» What you will do:
[A] List every court case the arbitration ruling below cites, giving each case name once.
[B] Pick up the arbitration ruling below after its final sentence and keep writing it.

Segment Start: Document text

Brandl entered into a valid and enforceable agreement to abide by the ACE Employment Dispute Arbitration Policy. On January 6, 2011, plaintiff moved for leave to amend her prior responses to the ACE defendants' motion to stay and to compel arbitration, arguing that under Nino v. Jewelry Exchange, 609 F.3d 191 (3d Cir. 2010), the ACE Employment Dispute Arbitration Policy is unconscionable and unenforceable. I disagree. "An agreement to arbitrate may be unenforceable based on a generally applicable contractual defense, such as unconscionability." Alexander v. Anthony Int'l., L.P., 341 F.3d 256, 264 (3d Cir. 2003). However, the ACE Employment Dispute Arbitration Policy does not include the unreasonable arbitrator selection clause, five day filing window or provision requiring parties to bear their own fees, costs and expenses that rendered unconscionable the arbitration agreement in Nino. 609 F.3d at 199-205.
"[T]he grant or denial of an opportunity to amend is within the discretion of the District Court. . . ." Foman v. Davis, 371 U.S. 178, 182 (1962). Although I need not consider the argument raised by plaintiff's motion to amend, I have done so. I note, however that the decision in Nino was: (a) available to plaintiff when she filed her previous responses to the motion; and (b) applies the law of the Virgin Islands when Delaware law governs the agreement to arbitrate.
Further, "[u]nder Delaware law, a contract is rendered unconscionable [only] if one of the parties lacks meaningful choice and the contract terms unreasonably favor one party over the other. Unequal bargaining power, without more, is insufficient to hold an arbitration agreement unconscionable."Wells v. Merit Life Ins. Co., 671 F. Supp. 2d 570, 574 (D. Del. 2009); see also Gilmer v. Interstate/Johnson Lane, Corp., 500 U.S. 20, 33 (1991) ("Mere inequality in bargaining power, however, is not a sufficient reason to hold that arbitration agreements are never enforceable in the employment context."); Lloyd v. MBNA Am. Bank, N.A., No. 00-109, 2001 WL 194300, at *4 (D. Del. Feb. 22, 2001) ("More than a disparity in bargaining power is needed to show that an arbitration agreement is unconscionable or unenforceable."). Plaintiff has not established that her agreement to arbitrate deprived her of a meaningful choice or that the terms of the contract unreasonably favor the ACE defendants. See Gonzalez v. Citigroup, No. 09-017, 2009 WL 2340678, at *2 (D. Del. Jul. 30, 2009) (finding "insufficient evidence to prove an absence of meaningful choice and unreasonably favorable terms in the arbitration agreements" to render them unconscionable and unenforceable); see also Brennan v. CIGNA Corp., 282 F. App'x 132, 136 (3d Cir. 2008) (finding an analogous arbitration agreement enforceable under Pennsylvania law where its terms were not "so one-sided as to be oppressive").
Plaintiff argues that even if her agreement to arbitrate is valid her claims should not be governed by the agreement because ERISA requires that the terms of the ACE Plan Administration document — referencing suit in state or federal court, but not arbitration — define the appropriate forum for her STD and LTD benefits claims. The ACE defendants argue that the ACE Employment Arbitration Policy specifically includes ERISA claims and that the proper forum for Brandl's claims against them is in arbitration. I agree with the ACE defendants.

Segment End: Document text
Segment Start: Data records

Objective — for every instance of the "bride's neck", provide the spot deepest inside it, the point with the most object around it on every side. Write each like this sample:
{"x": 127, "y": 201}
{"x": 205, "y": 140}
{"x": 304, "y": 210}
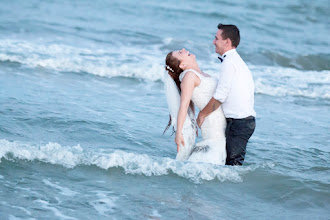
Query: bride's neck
{"x": 194, "y": 67}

Segment End: Data records

» Answers by task:
[A] Nino v. Jewelry Exchange; Alexander v. Anthony Int'l., L.P.; Foman v. Davis; Wells v. Merit Life Ins. Co.; Gilmer v. Interstate/Johnson Lane, Corp.; Lloyd v. MBNA Am. Bank, N.A.; Gonzalez v. Citigroup; Brennan v. CIGNA Corp.

[B]
The ACE Employment Dispute Arbitration policy "is intended to substitute final and binding arbitration for court action. . . ." (Doc. 5-2, at 12.) There is no question that claims involving benefits subject to an ERISA plan may be subject to arbitration.See Witkowski v. Welch, No. 92-0924, 1993 WL 69587, at *2 (E.D. Pa. Mar. 11, 1993) ("Statutory ERISA claims as well as contractual claims involving an ERISA plan are subject to agreements to arbitrate."); see also Pritzker v. Merrill Lynch, Pierce, Fenner Smith, Inc., 7 F.3d 1110, 1115-16 (3d Cir. 1993) (holding claims of ERISA violations are subject to arbitration pursuant to Section 2 of the FAA); Bird v. Shearson Lehman/American Express, Inc., 871 F.2d 292, 298 (2d Cir. 1989) (holding contractual claims arising under an ERISA plan may be arbitrated).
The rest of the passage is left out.